There's something uncomfortably elitist about hearing people say
that they like foreign films. Surely foreign films can't easily be lumped
into a single genre and appreciated en masse. Isn't the cinema of Europe as
different from that of Asia as it is from Hollywood? Even the range of
French and Italian filmmaking--what people used to mean when they said
"foreign film"--encompasses an impossibly diverse world, from the intense
detail work of De Sica or Ophuls to the extravagant emotions of Fellini or
Clouzot.
Yet a recognizable "foreignness" still pervades films like The
Dreamlife of Angels (La Vie Revee des Anges), an approach to
story and character that we can characterize instantly as originating
outside our borders. The movie seems to have been made for a different
audience; it does not bother to provide backstory or give any clues about
what its characters are like before they reveal themselves in action. It
seems foreign because it breaks the focus-group, test-audience rules that
govern the films we see week in and week out, even the so-called
"independents." That freedom, expressed here in a slice-of-life story about
two young women thrown together through labor and love, is what draws
American audiences tired of being analyzed before they reach the box
office.

Material provided —

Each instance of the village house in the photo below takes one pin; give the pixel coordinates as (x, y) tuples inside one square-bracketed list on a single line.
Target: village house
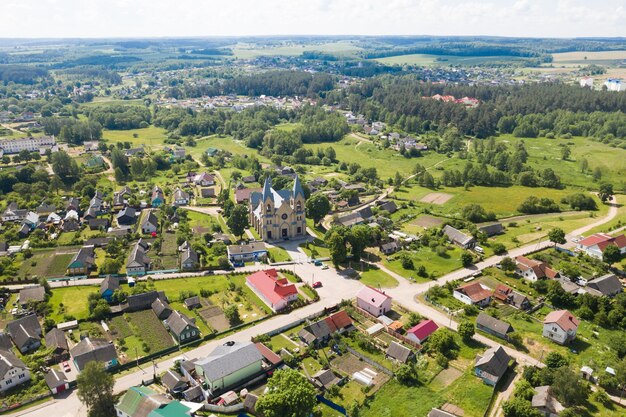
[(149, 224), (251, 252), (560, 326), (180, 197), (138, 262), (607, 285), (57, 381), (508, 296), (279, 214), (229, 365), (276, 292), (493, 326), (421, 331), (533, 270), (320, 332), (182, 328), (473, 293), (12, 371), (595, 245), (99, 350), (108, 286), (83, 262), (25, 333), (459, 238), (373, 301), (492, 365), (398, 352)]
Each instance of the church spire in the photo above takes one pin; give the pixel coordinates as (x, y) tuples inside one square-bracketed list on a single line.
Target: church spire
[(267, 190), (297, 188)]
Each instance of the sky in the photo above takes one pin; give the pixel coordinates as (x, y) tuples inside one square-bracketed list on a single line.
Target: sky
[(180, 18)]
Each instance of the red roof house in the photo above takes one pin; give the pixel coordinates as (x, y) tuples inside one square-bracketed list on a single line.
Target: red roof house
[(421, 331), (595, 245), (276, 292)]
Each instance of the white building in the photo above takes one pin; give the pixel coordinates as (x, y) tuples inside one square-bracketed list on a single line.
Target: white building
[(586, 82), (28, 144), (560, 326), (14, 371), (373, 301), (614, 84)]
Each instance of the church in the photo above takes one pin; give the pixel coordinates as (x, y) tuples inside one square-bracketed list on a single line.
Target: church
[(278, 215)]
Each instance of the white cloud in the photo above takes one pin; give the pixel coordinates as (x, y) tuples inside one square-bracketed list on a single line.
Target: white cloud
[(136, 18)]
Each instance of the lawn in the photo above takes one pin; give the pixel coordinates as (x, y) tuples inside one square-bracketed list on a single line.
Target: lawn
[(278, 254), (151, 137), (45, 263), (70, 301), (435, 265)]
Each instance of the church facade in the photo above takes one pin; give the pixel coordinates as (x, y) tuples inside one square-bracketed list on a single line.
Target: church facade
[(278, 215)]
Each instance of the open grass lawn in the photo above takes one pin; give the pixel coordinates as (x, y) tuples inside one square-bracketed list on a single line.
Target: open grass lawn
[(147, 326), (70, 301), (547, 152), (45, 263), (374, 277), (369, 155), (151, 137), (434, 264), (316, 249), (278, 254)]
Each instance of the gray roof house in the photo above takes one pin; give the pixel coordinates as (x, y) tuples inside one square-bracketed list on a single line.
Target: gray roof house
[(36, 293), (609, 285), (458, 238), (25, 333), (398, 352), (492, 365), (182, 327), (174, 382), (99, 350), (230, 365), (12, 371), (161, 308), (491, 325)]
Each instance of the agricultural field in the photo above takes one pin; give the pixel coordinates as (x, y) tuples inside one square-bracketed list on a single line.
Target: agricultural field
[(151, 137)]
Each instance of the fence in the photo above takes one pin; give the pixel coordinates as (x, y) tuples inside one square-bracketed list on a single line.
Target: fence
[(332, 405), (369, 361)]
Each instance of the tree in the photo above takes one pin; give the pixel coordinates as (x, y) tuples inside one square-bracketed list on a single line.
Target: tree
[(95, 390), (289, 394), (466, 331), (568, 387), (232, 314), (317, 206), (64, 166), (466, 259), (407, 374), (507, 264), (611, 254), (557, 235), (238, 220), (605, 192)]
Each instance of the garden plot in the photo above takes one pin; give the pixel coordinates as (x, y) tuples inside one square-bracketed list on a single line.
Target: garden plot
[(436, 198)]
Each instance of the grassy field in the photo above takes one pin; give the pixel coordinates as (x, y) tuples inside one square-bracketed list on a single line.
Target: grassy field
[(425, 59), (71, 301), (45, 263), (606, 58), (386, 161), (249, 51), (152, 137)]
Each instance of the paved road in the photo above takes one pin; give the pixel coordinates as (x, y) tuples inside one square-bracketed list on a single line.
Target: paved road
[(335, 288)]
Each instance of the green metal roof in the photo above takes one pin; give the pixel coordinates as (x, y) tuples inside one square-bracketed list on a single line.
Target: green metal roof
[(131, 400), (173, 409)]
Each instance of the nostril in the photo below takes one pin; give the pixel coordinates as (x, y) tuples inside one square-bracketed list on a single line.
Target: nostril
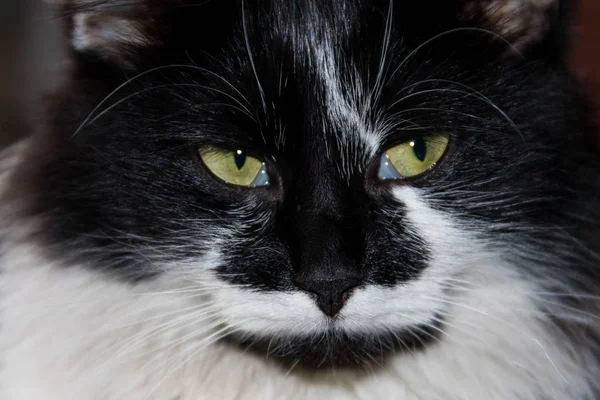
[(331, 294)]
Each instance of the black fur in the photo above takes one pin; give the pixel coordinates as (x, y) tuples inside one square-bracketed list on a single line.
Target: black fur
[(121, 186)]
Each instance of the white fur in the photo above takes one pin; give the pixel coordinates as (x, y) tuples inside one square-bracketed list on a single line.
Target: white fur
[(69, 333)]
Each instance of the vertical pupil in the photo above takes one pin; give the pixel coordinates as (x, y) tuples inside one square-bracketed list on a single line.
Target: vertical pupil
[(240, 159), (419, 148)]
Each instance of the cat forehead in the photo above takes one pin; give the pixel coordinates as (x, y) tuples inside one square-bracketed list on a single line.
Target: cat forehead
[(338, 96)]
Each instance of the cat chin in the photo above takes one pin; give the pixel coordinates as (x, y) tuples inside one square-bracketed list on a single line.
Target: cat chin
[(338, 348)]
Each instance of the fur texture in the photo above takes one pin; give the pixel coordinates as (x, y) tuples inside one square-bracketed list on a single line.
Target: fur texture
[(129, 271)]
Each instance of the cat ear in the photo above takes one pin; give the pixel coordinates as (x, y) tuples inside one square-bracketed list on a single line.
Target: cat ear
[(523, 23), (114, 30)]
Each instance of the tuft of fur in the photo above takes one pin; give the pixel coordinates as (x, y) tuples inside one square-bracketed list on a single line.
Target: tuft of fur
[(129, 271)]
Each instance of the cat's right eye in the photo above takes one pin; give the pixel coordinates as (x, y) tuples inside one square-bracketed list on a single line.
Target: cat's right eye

Tasks for this exercise —
1/ Answer these questions from the review of The Dreamlife of Angels.
(a) Which two directors does the review name for intense detail work?
(b) What French title does the review give for The Dreamlife of Angels?
(c) Who is the slice-of-life story about?
2/ Decide whether each statement agrees with the review of The Dreamlife of Angels. Answer yes or no for each, and quote the words from the review that decide it.
(a) The movie gives backstory for its characters.
(b) Fellini is named for extravagant emotions.
(c) "Foreign film" once meant French and Italian filmmaking.
3/ Resume the review of The Dreamlife of Angels, starting after its last sentence.

Solved tasks —
1/
(a) De Sica and Ophuls.
(b) La Vie Revee des Anges.
(c) Two young women thrown together through labor and love.

2/
(a) No: "it does not bother to provide backstory"
(b) Yes: "the extravagant emotions of Fellini or Clouzot"
(c) Yes: "French and Italian filmmaking--what people used to mean when they said"

3/
We are dropped into the film in medias res, as Isabelle (Elodie
Bouchez) arrives in the French city of Lille to find that the friend she'd
counted on staying with has disappeared. (It's only sometime later that we
learn that the girl's name is Isabelle and that the city is Lille. Already
we've crossed the border--an American film would have given us this
information with a helicopter shot, a superimposed title, and, if
necessary, a nametag.) Isa shows up for work at a clothing factory and
cadges a place to stay from her fellow sewing-machine operator Marie
(Natacha Regnier). In a matter of days the two have become friends, teasing
strangers in malls and picking up odd jobs together. Their attempts to get
into a club for free lead to dates with the club's bouncers, bikers named
Charley and Fredo. When Marie starts sleeping with the club owner, a
privileged jerk named Chris, Isa disapproves and their friendship grows
strained.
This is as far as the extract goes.